### [Work task]
Rewrite the lines from the one with "Each <instance> block" up to and including the one with "positive clicks: (320, 45)", swapping every "clicks" for "points" and leaving everything else unchanged.

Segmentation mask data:
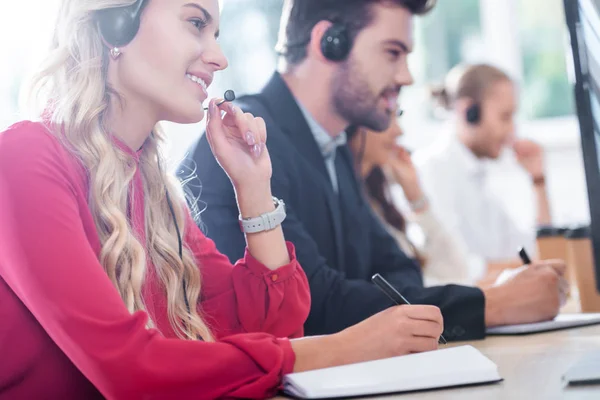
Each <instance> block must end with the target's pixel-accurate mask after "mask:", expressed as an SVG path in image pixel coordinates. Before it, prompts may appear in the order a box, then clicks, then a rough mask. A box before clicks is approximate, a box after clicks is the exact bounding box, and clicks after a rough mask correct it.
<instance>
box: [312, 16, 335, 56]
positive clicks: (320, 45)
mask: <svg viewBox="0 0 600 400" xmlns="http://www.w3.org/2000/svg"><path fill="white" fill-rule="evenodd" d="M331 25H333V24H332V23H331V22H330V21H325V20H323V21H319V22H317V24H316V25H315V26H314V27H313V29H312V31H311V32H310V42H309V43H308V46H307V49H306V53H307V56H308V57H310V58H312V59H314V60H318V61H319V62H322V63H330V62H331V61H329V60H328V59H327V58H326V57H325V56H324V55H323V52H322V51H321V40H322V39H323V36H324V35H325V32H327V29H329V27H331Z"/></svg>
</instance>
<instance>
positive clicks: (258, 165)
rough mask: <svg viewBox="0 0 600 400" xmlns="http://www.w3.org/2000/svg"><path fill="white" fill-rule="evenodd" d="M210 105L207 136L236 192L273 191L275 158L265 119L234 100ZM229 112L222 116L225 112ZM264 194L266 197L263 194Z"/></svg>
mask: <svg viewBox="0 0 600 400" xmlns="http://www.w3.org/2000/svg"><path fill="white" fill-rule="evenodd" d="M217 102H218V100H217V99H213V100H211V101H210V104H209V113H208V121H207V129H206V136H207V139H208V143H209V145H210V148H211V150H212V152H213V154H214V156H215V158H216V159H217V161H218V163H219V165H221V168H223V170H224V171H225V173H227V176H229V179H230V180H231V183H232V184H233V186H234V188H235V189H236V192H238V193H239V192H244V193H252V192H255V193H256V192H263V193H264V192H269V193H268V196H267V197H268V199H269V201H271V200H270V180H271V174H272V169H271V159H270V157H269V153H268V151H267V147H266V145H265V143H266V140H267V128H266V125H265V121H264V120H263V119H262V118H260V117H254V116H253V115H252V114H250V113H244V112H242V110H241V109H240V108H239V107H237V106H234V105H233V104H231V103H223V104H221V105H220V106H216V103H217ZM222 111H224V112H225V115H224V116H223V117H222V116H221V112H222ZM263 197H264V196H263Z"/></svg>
---
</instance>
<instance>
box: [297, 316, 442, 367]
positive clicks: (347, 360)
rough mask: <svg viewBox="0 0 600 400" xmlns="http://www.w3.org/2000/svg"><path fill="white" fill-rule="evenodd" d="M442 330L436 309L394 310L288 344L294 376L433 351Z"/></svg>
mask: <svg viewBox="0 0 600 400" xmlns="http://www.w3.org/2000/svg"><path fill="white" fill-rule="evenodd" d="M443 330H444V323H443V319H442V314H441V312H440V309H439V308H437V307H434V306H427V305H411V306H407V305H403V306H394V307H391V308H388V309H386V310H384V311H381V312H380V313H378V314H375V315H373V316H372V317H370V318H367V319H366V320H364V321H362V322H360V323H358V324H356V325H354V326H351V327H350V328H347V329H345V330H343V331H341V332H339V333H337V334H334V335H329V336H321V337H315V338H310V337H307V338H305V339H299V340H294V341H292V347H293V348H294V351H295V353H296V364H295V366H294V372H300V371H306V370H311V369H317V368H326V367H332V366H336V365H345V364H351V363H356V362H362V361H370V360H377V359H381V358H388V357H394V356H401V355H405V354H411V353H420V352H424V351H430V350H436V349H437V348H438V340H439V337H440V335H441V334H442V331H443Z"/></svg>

### [Task response]
Each <instance> block must end with the target's pixel-accurate mask after "mask:", expressed as an SVG path in image pixel coordinates. Before it, prompts may appear in the order a box, then points, then a rough mask. A box before points is approximate, a box after points is the exact bounding box, and points after a rough mask correct it.
<instance>
box: [312, 16, 335, 56]
positive points: (320, 45)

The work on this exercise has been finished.